[Saved entries]
BEGIN

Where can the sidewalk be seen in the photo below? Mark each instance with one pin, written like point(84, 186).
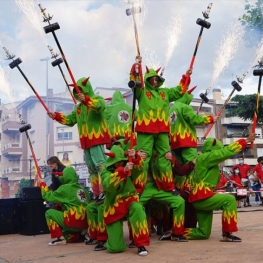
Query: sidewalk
point(34, 249)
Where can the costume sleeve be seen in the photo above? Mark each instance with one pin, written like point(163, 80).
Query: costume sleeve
point(69, 120)
point(176, 93)
point(135, 77)
point(111, 181)
point(217, 156)
point(96, 104)
point(58, 196)
point(181, 170)
point(137, 167)
point(192, 118)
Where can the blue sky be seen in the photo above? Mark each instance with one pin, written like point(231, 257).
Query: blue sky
point(97, 38)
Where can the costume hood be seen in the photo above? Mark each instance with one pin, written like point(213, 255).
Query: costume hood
point(115, 155)
point(117, 98)
point(69, 176)
point(85, 86)
point(211, 144)
point(152, 73)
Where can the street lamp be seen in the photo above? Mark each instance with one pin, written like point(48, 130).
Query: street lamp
point(47, 118)
point(63, 138)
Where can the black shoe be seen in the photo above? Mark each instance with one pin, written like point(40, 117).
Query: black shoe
point(178, 238)
point(100, 246)
point(100, 199)
point(132, 245)
point(58, 241)
point(142, 251)
point(90, 241)
point(166, 236)
point(175, 192)
point(228, 237)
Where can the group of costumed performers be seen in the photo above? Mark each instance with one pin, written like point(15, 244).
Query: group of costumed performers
point(161, 166)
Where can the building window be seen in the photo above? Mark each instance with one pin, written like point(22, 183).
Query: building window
point(63, 134)
point(31, 112)
point(260, 152)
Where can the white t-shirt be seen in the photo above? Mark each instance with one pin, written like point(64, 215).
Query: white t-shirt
point(251, 176)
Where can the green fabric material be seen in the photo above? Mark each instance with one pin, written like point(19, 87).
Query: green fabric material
point(137, 218)
point(119, 115)
point(87, 90)
point(66, 194)
point(119, 156)
point(176, 203)
point(115, 242)
point(95, 156)
point(147, 76)
point(57, 216)
point(204, 209)
point(152, 143)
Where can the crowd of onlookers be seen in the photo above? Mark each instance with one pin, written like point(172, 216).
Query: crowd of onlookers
point(244, 181)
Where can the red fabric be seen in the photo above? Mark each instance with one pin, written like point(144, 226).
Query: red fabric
point(236, 179)
point(259, 172)
point(222, 182)
point(182, 170)
point(243, 169)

END

ASSIGNED TASK:
Pictures aside, reproduce every record exactly as it stands.

WRITTEN REPLY:
Where can the sidewalk be seen in the photo below? Mark each instance with one pin, written like point(84, 186).
Query: sidewalk
point(34, 249)
Where can the costume sleeve be seen in the photo above? Mark each instance with one pin, written like point(163, 80).
Query: costume sleeve
point(69, 120)
point(176, 93)
point(135, 77)
point(111, 181)
point(217, 156)
point(96, 104)
point(58, 196)
point(181, 170)
point(137, 167)
point(192, 118)
Where can the blue sky be seen in the photo above? Mark each instance with one pin, written like point(231, 257).
Query: blue sky
point(97, 38)
Where can the costume hood be seen in the photo above? Mark each instance with one pin, written like point(213, 255).
Query: costume hood
point(115, 155)
point(117, 98)
point(69, 176)
point(85, 86)
point(211, 144)
point(152, 73)
Where can the street lamp be seen in the photo above? Mark each instance with one pin, written like point(48, 130).
Query: street lamp
point(47, 118)
point(63, 138)
Where can the black shoe be seen in the photo above? Mark each instance with one pin, written like point(40, 117).
Query: black shoe
point(178, 238)
point(100, 246)
point(100, 199)
point(132, 245)
point(58, 241)
point(142, 251)
point(90, 241)
point(166, 236)
point(175, 192)
point(228, 237)
Where can the group of costumed performers be seen in the photo above? Mark each instance with one pin, written like point(15, 244).
Query: group of costumed performers
point(161, 166)
Where can the building window be seen in the photo above? Mark each instance with one pin, written like point(22, 183).
Query: building window
point(63, 134)
point(31, 112)
point(260, 152)
Where can the white t-shirt be seen in the photo above? Mark each instance with one pin, written like point(64, 215).
Query: white t-shirt
point(251, 176)
Where can the green fabric material be seen in the photo above? Mark each instance with one pin, written like point(19, 87).
Query: green fabric material
point(137, 218)
point(119, 115)
point(87, 90)
point(66, 194)
point(119, 156)
point(176, 203)
point(115, 242)
point(95, 156)
point(147, 76)
point(57, 216)
point(204, 209)
point(152, 143)
Where can the crowd of onlookers be seen in the photo above? Mark each instance with one pin, written like point(172, 216).
Query: crowd of onlookers
point(244, 181)
Where can the red fabric be seen in the photo above? Mark each instance with one pin, written like point(144, 226).
Query: red fabric
point(236, 179)
point(259, 172)
point(222, 182)
point(182, 170)
point(243, 169)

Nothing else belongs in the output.